• PROBLEM STATEMENT: Print the lines of the data, starting with the first, up to and including the line where "point: grey elephant" appears.

• THE INPUT:
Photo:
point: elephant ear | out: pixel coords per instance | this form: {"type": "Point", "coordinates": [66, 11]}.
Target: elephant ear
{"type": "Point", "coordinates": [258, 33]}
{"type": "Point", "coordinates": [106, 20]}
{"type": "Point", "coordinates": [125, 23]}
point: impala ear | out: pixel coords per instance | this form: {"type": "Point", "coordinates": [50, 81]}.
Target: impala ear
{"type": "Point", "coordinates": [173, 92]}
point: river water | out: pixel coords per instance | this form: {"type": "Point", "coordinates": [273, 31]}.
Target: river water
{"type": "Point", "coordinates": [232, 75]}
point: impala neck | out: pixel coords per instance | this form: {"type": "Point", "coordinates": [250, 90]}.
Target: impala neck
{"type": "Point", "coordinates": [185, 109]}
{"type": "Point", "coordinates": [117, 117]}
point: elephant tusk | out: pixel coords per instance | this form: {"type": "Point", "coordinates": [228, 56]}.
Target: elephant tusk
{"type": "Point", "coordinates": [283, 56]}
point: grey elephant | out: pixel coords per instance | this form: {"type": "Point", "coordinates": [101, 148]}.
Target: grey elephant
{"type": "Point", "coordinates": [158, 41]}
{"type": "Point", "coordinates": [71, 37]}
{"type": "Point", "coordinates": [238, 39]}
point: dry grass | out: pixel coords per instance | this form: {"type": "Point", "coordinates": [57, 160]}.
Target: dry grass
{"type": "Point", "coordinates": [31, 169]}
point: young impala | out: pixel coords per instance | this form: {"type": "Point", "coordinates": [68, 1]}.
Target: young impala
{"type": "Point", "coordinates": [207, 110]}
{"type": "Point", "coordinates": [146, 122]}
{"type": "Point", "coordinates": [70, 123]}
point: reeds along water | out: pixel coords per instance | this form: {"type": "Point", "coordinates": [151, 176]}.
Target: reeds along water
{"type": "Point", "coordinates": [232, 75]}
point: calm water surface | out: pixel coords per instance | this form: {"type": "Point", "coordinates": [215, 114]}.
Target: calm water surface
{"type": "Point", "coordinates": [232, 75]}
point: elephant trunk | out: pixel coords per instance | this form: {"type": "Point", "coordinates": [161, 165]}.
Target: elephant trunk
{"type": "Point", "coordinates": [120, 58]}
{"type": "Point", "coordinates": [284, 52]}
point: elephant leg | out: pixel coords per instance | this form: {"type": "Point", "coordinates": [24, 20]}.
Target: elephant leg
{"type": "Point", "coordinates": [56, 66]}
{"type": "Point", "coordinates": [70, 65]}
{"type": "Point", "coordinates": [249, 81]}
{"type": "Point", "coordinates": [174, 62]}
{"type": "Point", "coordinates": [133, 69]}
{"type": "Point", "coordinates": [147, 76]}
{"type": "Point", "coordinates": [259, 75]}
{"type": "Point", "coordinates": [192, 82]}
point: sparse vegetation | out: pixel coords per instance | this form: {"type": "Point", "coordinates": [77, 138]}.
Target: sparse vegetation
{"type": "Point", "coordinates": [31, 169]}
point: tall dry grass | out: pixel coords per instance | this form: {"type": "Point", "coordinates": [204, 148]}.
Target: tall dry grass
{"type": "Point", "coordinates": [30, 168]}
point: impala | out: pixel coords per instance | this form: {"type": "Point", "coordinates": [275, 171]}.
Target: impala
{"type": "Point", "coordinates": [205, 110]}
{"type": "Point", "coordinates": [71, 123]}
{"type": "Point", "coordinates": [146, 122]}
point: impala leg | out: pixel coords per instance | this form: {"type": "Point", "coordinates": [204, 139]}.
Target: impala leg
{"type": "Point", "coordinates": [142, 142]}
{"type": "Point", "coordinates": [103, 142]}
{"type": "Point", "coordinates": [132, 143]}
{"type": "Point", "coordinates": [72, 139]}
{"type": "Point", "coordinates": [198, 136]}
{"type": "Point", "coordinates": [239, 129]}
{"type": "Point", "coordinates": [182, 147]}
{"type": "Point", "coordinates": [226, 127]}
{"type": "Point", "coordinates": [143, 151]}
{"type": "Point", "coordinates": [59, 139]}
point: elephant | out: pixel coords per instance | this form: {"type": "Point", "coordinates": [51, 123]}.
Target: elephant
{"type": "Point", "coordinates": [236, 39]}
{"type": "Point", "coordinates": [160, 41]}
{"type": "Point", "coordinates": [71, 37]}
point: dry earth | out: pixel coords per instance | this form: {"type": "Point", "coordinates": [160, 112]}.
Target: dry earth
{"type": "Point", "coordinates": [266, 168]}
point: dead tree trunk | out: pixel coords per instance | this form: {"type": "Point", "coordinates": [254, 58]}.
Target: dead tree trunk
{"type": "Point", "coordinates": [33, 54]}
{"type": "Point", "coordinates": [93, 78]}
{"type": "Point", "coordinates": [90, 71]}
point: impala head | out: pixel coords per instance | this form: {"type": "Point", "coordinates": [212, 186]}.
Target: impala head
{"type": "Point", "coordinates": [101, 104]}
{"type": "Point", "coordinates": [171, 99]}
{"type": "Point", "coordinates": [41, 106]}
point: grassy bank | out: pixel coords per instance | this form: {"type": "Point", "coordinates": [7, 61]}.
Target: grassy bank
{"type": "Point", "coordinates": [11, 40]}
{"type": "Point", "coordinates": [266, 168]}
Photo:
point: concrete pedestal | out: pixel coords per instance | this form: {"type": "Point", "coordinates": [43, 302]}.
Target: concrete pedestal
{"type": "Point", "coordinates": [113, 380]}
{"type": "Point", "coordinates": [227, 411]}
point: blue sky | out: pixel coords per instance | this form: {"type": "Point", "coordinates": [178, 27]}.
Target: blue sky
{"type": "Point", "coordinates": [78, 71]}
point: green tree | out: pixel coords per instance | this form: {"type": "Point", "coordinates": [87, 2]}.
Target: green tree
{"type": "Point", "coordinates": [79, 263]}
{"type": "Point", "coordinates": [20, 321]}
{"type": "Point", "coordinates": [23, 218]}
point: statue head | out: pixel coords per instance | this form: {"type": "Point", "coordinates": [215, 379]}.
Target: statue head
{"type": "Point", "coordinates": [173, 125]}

• RESPONSE TO THIS TASK:
Photo:
point: elephant ear | out: pixel coords per instance | this form: {"type": "Point", "coordinates": [66, 11]}.
Target: elephant ear
{"type": "Point", "coordinates": [258, 33]}
{"type": "Point", "coordinates": [106, 20]}
{"type": "Point", "coordinates": [125, 23]}
point: impala ear | out: pixel coords per instance | this form: {"type": "Point", "coordinates": [50, 81]}.
Target: impala ear
{"type": "Point", "coordinates": [173, 92]}
point: river water | out: pixel coords per instance | this form: {"type": "Point", "coordinates": [273, 31]}.
Target: river water
{"type": "Point", "coordinates": [232, 75]}
point: impala neck | out: pixel coords per instance | this form: {"type": "Point", "coordinates": [250, 90]}.
Target: impala neck
{"type": "Point", "coordinates": [185, 109]}
{"type": "Point", "coordinates": [117, 117]}
point: elephant tusk | out: pixel coords per instance | this form: {"type": "Point", "coordinates": [228, 56]}.
Target: elephant tusk
{"type": "Point", "coordinates": [283, 56]}
point: grey elephant | out: pixel coords per instance | this form: {"type": "Point", "coordinates": [101, 148]}.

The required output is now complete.